## Reading text
Interesting... I am curious to hear your take on Ephesians 2:9, Better yet 2:8 through 2:10. If our conciseness is the intellect of our soul, how much iniquity would raise in the self-"I", if for eternity we knew that we produced enough to be allowed eternity? This is a issue on more than one level. The "I" of ourselves is granted existence eternal through "grace" nothing the "I" can produce.

Good question, that needs explaining in the long answer.

First let me identify "I" as different from "self" wherein I is our ego awareness, or persona, and the self is the being called man. So we can now say that the I is the mask of the being, but is also the achiever who put the stripes on our shoulders, and that actually leads us further removed from the self to [finally] prompt the question with regard to the meaning of life (in my "ask and you will receive").

Then I identified the difference between synousia and parousia as the final insight or vision in answer to the question re the meaning of file.

For Plato this was when the prior insights had lost their charm and became mere images, and mere qualities in life that did not answer the question he was looking for, and so the contradiction remained (because only the I was decorated at the expense of the self).

## Information provided

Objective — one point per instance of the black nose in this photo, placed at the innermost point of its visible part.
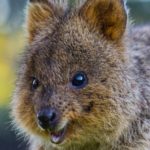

## Task goal
From the discussion of grace and the self, extract the stretch from "Good question, that" through "of the self).". The material here is separate from the discussion of grace and the self.

## Solution to this exercise
Good question, that needs explaining in the long answer.

First let me identify "I" as different from "self" wherein I is our ego awareness, or persona, and the self is the being called man. So we can now say that the I is the mask of the being, but is also the achiever who put the stripes on our shoulders, and that actually leads us further removed from the self to [finally] prompt the question with regard to the meaning of life (in my "ask and you will receive").

Then I identified the difference between synousia and parousia as the final insight or vision in answer to the question re the meaning of file.

For Plato this was when the prior insights had lost their charm and became mere images, and mere qualities in life that did not answer the question he was looking for, and so the contradiction remained (because only the I was decorated at the expense of the self).